** begin DATASET RECORDS **

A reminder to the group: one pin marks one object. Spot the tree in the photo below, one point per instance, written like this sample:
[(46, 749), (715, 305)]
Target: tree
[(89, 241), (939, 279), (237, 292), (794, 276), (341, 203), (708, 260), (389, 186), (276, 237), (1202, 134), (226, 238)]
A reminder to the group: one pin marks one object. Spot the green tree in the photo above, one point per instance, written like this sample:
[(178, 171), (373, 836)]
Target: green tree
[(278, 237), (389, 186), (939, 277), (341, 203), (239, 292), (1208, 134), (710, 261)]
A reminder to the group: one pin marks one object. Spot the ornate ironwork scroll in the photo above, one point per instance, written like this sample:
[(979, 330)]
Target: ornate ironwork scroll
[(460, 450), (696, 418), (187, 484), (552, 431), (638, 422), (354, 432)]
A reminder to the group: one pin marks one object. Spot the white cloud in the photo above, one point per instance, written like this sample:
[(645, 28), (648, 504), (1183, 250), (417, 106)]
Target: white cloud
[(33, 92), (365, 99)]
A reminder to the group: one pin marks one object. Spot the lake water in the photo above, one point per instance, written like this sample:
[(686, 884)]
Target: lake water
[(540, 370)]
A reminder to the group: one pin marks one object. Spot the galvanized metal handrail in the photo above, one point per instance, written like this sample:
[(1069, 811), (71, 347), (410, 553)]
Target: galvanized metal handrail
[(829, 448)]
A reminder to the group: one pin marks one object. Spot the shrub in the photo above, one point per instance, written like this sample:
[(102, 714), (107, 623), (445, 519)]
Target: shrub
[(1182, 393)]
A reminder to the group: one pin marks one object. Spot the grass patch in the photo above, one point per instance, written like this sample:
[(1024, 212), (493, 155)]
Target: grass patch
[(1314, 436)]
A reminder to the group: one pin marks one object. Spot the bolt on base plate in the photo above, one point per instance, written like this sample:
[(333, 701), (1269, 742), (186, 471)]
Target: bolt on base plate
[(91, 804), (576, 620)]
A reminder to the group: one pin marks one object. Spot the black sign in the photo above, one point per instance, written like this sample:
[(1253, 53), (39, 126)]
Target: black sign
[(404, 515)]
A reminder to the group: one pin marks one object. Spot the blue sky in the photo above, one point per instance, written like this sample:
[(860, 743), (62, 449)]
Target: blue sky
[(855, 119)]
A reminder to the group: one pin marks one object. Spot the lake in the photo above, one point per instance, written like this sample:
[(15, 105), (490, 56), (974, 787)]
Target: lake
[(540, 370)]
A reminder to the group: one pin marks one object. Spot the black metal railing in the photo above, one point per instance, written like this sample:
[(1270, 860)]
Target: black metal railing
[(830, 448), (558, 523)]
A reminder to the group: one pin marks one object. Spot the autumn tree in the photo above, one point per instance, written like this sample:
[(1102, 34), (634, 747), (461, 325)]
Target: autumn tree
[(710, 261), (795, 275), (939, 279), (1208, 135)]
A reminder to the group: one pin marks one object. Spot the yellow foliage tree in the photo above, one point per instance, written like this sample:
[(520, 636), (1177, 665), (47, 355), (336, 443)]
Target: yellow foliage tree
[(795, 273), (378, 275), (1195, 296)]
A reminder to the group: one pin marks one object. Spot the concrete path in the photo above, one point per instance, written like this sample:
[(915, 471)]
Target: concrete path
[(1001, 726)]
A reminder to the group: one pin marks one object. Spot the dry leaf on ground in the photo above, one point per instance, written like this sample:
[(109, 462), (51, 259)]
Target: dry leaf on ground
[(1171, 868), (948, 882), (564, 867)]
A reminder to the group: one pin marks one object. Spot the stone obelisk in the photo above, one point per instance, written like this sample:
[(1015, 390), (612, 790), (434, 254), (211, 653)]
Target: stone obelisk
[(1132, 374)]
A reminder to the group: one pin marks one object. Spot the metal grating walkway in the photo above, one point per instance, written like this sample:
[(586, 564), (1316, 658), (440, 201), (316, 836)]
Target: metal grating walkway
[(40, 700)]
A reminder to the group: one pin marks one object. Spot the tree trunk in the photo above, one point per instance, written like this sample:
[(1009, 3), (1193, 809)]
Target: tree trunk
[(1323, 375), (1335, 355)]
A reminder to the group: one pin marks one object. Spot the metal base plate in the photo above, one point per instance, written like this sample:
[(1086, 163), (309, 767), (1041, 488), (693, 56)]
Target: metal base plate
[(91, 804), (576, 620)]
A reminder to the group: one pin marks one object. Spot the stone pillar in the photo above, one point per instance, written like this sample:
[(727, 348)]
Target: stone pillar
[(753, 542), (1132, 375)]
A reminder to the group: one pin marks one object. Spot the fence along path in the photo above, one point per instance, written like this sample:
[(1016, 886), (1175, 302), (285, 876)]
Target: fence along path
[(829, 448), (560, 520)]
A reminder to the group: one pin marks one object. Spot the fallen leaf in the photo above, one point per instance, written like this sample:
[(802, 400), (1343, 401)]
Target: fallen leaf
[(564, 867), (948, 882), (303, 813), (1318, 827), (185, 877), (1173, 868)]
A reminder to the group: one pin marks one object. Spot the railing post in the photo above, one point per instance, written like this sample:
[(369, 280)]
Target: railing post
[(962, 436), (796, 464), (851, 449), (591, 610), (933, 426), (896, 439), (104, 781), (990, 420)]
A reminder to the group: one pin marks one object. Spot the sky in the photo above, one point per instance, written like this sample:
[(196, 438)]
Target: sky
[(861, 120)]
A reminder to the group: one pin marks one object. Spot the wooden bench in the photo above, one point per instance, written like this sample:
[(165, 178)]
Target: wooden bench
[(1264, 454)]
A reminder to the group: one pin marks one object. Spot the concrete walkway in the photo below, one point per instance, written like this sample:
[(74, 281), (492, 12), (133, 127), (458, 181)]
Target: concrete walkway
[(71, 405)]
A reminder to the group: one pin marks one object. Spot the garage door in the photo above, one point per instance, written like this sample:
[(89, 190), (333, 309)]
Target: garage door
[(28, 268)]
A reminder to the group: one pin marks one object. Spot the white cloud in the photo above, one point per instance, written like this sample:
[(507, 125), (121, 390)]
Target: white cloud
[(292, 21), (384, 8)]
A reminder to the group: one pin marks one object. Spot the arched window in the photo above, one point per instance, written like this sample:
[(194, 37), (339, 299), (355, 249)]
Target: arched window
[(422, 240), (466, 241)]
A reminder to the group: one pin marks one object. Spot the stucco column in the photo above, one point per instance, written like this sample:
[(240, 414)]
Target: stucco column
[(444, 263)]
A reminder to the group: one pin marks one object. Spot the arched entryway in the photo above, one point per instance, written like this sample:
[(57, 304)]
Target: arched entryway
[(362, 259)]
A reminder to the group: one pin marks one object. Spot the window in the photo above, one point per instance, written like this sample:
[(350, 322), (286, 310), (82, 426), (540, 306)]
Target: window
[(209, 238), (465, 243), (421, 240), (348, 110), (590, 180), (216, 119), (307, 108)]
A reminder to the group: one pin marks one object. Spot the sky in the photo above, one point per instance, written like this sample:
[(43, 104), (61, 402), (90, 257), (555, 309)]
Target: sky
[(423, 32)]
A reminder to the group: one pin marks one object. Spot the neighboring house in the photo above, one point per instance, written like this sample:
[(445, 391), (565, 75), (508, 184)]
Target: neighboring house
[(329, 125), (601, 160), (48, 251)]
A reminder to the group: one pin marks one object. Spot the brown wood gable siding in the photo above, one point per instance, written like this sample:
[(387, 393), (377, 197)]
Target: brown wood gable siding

** end DATASET RECORDS **

**WHAT IS REQUIRED**
Without leaving anything out, give the entries again exactly.

**IN RESPONSE**
A reminder to the group: one pin marks one object. Spot the tree in the photo below, one point per instance, written like this sample:
[(46, 749), (715, 305)]
Target: tree
[(89, 241), (939, 279), (237, 292), (794, 276), (341, 203), (708, 260), (389, 186), (276, 237), (1202, 134), (226, 238)]
A reminder to the group: one pin marks one object. Spot the green tree in the photo above, one point per instance, written like this sample:
[(178, 171), (373, 836)]
Target: green tree
[(278, 237), (389, 186), (939, 277), (341, 203), (239, 292), (1208, 134), (710, 261)]
A reminder to the group: one pin marks one object. Spot the ornate ironwork scroll in the photo above, one point per instance, written like this sample:
[(979, 330)]
Target: ornate ironwork scroll
[(460, 450), (696, 418), (187, 484), (552, 431), (638, 422), (354, 432)]
A reminder to the group: one pin marks one object. Spot the white cloud in the photo above, one point per instance, written like this sample:
[(645, 28), (648, 504), (1183, 250), (417, 106)]
Target: white cloud
[(33, 92), (365, 99)]
A reminder to the group: one pin marks one object. Spot the lake water in the photo above, one point per instance, written like this sample:
[(686, 884)]
Target: lake water
[(540, 370)]
A reminder to the group: one pin marks one object. Spot the galvanized metal handrail in the photo above, one point per instance, written like this sample:
[(1069, 811), (71, 347), (410, 553)]
Target: galvanized metal handrail
[(829, 448)]
A reminder to the group: one pin marks one object. Spot the shrub in the photo above, one point per instance, written like this sample:
[(102, 714), (107, 623), (445, 519)]
Target: shrub
[(1182, 393)]
A reminder to the group: one pin marks one object. Spot the grass patch in the photo above, one point per instance, written like this sample:
[(1024, 212), (493, 155)]
Target: grass patch
[(1314, 436)]
A reminder to the group: one pin marks one object. Spot the bolt on base plate in the photo above, one point per instance, written like this sample:
[(333, 701), (1269, 742), (186, 471)]
Target: bolt on base plate
[(91, 804), (576, 620)]
A reminder to the group: one pin marks one object. Spot the black sign in the photo above, one point per instance, written like this sample:
[(1253, 53), (39, 126)]
Target: black sign
[(404, 515)]
A reminder to the group: one pin marks one object. Spot the blue sky in the photo above, one point per instance, written like this sample:
[(860, 743), (62, 449)]
Target: blue sky
[(855, 119)]
A reminder to the group: one pin marks one object. Spot the lake in the photo above, one point per instance, written like this sample:
[(15, 105), (490, 56), (974, 787)]
Target: lake
[(540, 370)]
A reminder to the group: one pin marks one object. Spot the black metal railing in the photo above, one point per instance, written like this sample:
[(1270, 860)]
Target: black metal railing
[(830, 448), (558, 523)]
A reminder to the group: one pin marks one object. Spot the autumn tree in the photo above, one point per instance, written like this sample:
[(1102, 34), (634, 747), (461, 325)]
Target: autumn tree
[(710, 261), (795, 275), (939, 279), (1208, 135)]
A reminder to the group: one pin marks one object. Spot the yellow foliage tree in the photo above, one point per instance, written like this sample:
[(520, 636), (1177, 665), (47, 355), (336, 443)]
Target: yellow foliage tree
[(795, 273), (378, 275), (1195, 296)]
A reminder to the group: one pin marks one object. Spot the concrete path in the photo above, one point per instance, written like this sample:
[(915, 471)]
Target: concrete path
[(1001, 726)]
A reminder to the group: one pin marks one object. Spot the dry leaf on ground in the photo above, one point per instance, written like this sample:
[(109, 462), (51, 259)]
Target: dry leaf on ground
[(1171, 868), (948, 882), (564, 867)]
A reminder to the group: one pin marks one object. Spot the stone obelisk in the photo above, one point per instance, written like this sample:
[(1015, 390), (612, 790), (434, 254), (211, 653)]
Target: stone obelisk
[(1132, 374)]
A reminder to the group: one pin marks one object. Spot the metal grating walkway in the photo above, one point per instance, written like this sample:
[(586, 564), (1316, 658), (440, 201), (316, 836)]
Target: metal grating walkway
[(40, 700)]
A reminder to the group: one pin marks one object. Spot the tree trunk in the photo above, one point per instance, written like this sample:
[(1009, 3), (1193, 809)]
Target: tree trunk
[(1323, 375), (1335, 355)]
A reminder to the group: one pin marks one object. Spot the metal base plate in the photo above, one point per instance, written like this sample:
[(1086, 163), (309, 767), (1041, 488), (693, 56)]
Target: metal base plate
[(91, 804), (576, 620)]
A reminder to the group: one pin marks one object. Spot the stone pillar in the photo above, one point per instance, written like this sample:
[(727, 348)]
Target: stone pillar
[(753, 542), (1132, 375)]
A reminder to the group: one pin marks one object. Spot the fence along path in the photo above, one point per instance, written like this sample:
[(1016, 886), (1175, 302), (285, 876)]
Target: fence along path
[(829, 448), (560, 520)]
A reminder to the group: one pin marks one object. Spot the fallen leaf in the photo above, one point per instance, written like this sample:
[(802, 400), (1343, 401)]
Target: fallen leaf
[(564, 867), (948, 882), (303, 813), (1318, 827), (185, 877), (1173, 868)]
A reminder to the group: one pin marks one object. Spot the railing post in the photo above, one point per instance, written like this sample:
[(369, 280)]
Target: railing post
[(962, 436), (796, 464), (851, 449), (591, 610), (933, 426), (896, 439), (104, 781), (990, 420)]
A reminder to the group: one pin marks one object. Spot the sky in the photo above, one point per instance, written like this sample:
[(196, 438)]
Target: sky
[(861, 120)]
A reminder to the group: one pin marks one object. Spot the wooden bench in the photo above, one point per instance, written like this sample:
[(165, 178)]
Target: wooden bench
[(1264, 454)]
A reminder to the group: one pin marks one object. Spot the concrete walkway in the photo below, one point per instance, written like this sample:
[(74, 281), (492, 12), (133, 127), (458, 181)]
Target: concrete walkway
[(71, 405)]
A reminder to the group: one pin marks one object. Spot the garage door in the photo above, one point per instance, written like this sample:
[(89, 190), (333, 309)]
Target: garage door
[(28, 268)]
A reminder to the group: one pin marks one object. Spot the white cloud in the photo above, one point per instance, written like this sample:
[(507, 125), (121, 390)]
Target: white cloud
[(292, 21), (384, 8)]
A reminder to the group: one pin marks one object. Spot the arched window in the photo above, one point per instance, written like this sample:
[(194, 37), (339, 299), (355, 249)]
Target: arched window
[(422, 240), (466, 241)]
A reminder to the group: one pin marks one object. Spot the stucco column in the photo above, one point per instance, written like this sample:
[(240, 414)]
Target: stucco column
[(444, 263)]
A reminder to the group: one pin marks one object. Spot the arched entryway in the photo above, one point per instance, written like this sample:
[(57, 304)]
Target: arched entryway
[(362, 259)]
A reminder to the group: one pin marks one object. Spot the window in the photo above, one point per instance, written like this sample:
[(350, 322), (286, 310), (82, 426), (540, 306)]
Target: window
[(209, 238), (465, 243), (421, 240), (348, 110), (590, 180), (216, 119), (307, 108)]
A reminder to the group: one pin marks one object. Spot the sky in the photo above, one point per instance, written like this sample:
[(43, 104), (61, 402), (90, 257), (555, 309)]
Target: sky
[(423, 32)]
A reminder to the group: one pin marks one object. Spot the neighboring house in the photo above, one point per instance, written like this sample:
[(445, 391), (565, 75), (508, 184)]
Target: neighboring house
[(329, 125), (601, 160), (48, 251)]
A reminder to the group: one pin marks one object. Spot the brown wood gable siding in the photo above, one point per instance, written like this sample:
[(387, 393), (377, 197)]
Target: brown wood gable siding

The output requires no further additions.